WHAT IS EXPECTED:
For each record below, retype the text exactly and omit any image.

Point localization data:
=== Begin Enclosure ===

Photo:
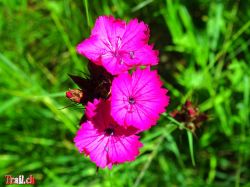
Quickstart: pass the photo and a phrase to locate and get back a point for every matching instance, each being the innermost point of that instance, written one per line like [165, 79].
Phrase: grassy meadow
[204, 57]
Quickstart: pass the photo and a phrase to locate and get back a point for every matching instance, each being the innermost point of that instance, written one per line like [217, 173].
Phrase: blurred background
[204, 57]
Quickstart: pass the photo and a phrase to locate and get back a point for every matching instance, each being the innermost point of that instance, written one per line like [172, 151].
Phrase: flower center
[109, 131]
[131, 100]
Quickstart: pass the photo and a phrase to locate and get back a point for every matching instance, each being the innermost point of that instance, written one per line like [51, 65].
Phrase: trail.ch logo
[19, 179]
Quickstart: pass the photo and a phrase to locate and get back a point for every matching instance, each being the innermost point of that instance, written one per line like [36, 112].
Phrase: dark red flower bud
[190, 116]
[75, 95]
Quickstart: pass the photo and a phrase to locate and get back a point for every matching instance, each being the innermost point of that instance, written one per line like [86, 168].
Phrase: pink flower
[138, 100]
[118, 46]
[103, 140]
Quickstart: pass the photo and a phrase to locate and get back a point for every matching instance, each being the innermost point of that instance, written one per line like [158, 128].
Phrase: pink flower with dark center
[103, 140]
[118, 46]
[138, 99]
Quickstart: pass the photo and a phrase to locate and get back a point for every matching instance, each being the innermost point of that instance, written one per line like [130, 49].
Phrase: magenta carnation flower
[103, 140]
[138, 100]
[118, 46]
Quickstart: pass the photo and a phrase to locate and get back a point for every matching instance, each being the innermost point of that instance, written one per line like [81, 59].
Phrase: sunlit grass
[204, 56]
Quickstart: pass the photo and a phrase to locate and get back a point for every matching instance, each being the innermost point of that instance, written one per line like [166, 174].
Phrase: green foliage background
[204, 56]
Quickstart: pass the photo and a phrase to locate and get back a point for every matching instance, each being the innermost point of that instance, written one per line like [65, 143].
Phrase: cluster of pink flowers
[136, 96]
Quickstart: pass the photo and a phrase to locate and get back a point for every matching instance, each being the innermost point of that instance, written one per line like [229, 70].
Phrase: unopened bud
[75, 95]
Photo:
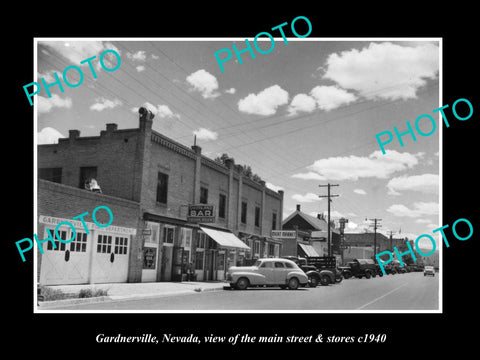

=== End Enclosure ===

PROBLEM SOLUTION:
Photo:
Quickstart: pass the photo and a phrase to locate and get back a point for every matching instance, each being the innermost point of that instance, written one per line like [165, 79].
Phrase: grassy meadow
[204, 57]
Quickstart: pass the photo and a phrase to locate and get back a point for every matching instance, each being the innermost point of that instance, written one per line like [217, 173].
Phrase: blurred background
[204, 57]
Quickstart: pass the photo and a phrase to locate and get back a point for every matching instance, each being the innermost point of that instance, written one per line like [172, 151].
Phrase: flower center
[109, 131]
[131, 100]
Quickstart: pass the photo and a phrase to locate and get back a point for every matching instance, each being the innermost point of that instance, written one per line like [51, 65].
Phrase: trail.ch logo
[19, 179]
Quickstart: pass the photo and a phrase to locate and get back a point for every matching instance, each being the innermost point of that instance, written one per line like [36, 112].
Phrase: dark red flower bud
[190, 116]
[75, 95]
Quickstart: pass the photo and a phrase to locate and get back a point for every matching instance, each being the innermost point of that instance, written one per line like [86, 168].
Phrase: pink flower
[138, 100]
[118, 46]
[103, 140]
Quickstart: pass the photo and a phrase to locate and get back a point for every matching instance, each being the innermost point of that instance, written one per line like [158, 128].
Phrase: pink flower with dark center
[103, 140]
[118, 46]
[138, 99]
Quickstart: pass the photo and a phrase to locate and get back a point for every matching instance, each being the innermost point of that instance, written one per line like [130, 49].
Phrase: magenta carnation flower
[103, 140]
[138, 100]
[118, 46]
Quickstart: pass the photo and a phrase to locate and get back a point for every matching instance, each being the innermost point of that instance, written one per line like [81, 59].
Phrase: sunlit grass
[204, 56]
Quickstart: pass the photo and a phrase to locate and get back a point for every matching instance, each being the innermost point of that instance, written one per line like [166, 174].
Phrase: green foliage background
[204, 56]
Quickstart: pass the photo and a phrase to locate and get back a point for every matching instance, each being the innermost point of that instance, written one per line like [65, 143].
Phrase: cluster of pink flowers
[136, 96]
Quickstart: pass the photo and a phrase to locate and get back a point for every matching instance, each being the innermost point of that instance, written one per line like [229, 70].
Phrase: unopened bud
[75, 95]
Photo:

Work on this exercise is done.